Rewrite every line of the items below, requests included, and shift each coordinate in the answers by adding 70 to it, leaving the numbers in the requests and their format samples unchanged. Leave the pictures out of your answer.

===== Data =====

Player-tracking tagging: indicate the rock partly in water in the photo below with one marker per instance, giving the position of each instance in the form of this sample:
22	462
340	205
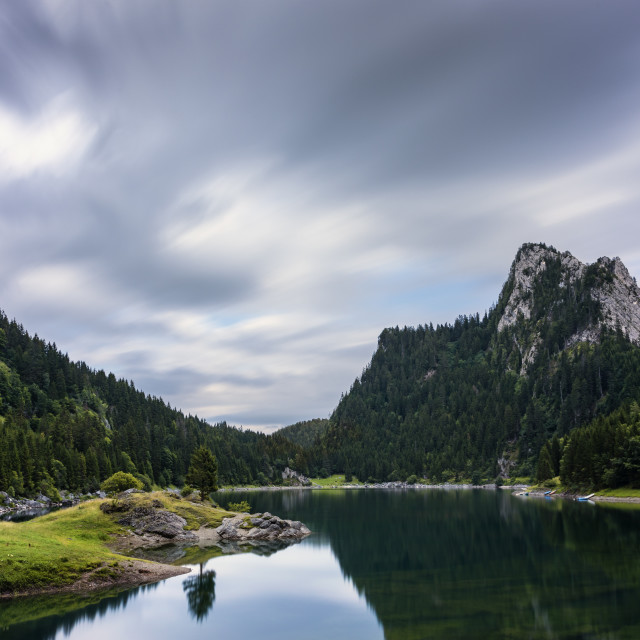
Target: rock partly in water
261	526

=====

# Result of the task:
Player-tracking tagging: indicate the rock partly in water in the photo below with one marker per instance, giving the position of each instance in the form of this sample:
22	462
340	205
Target: rock partly in water
331	596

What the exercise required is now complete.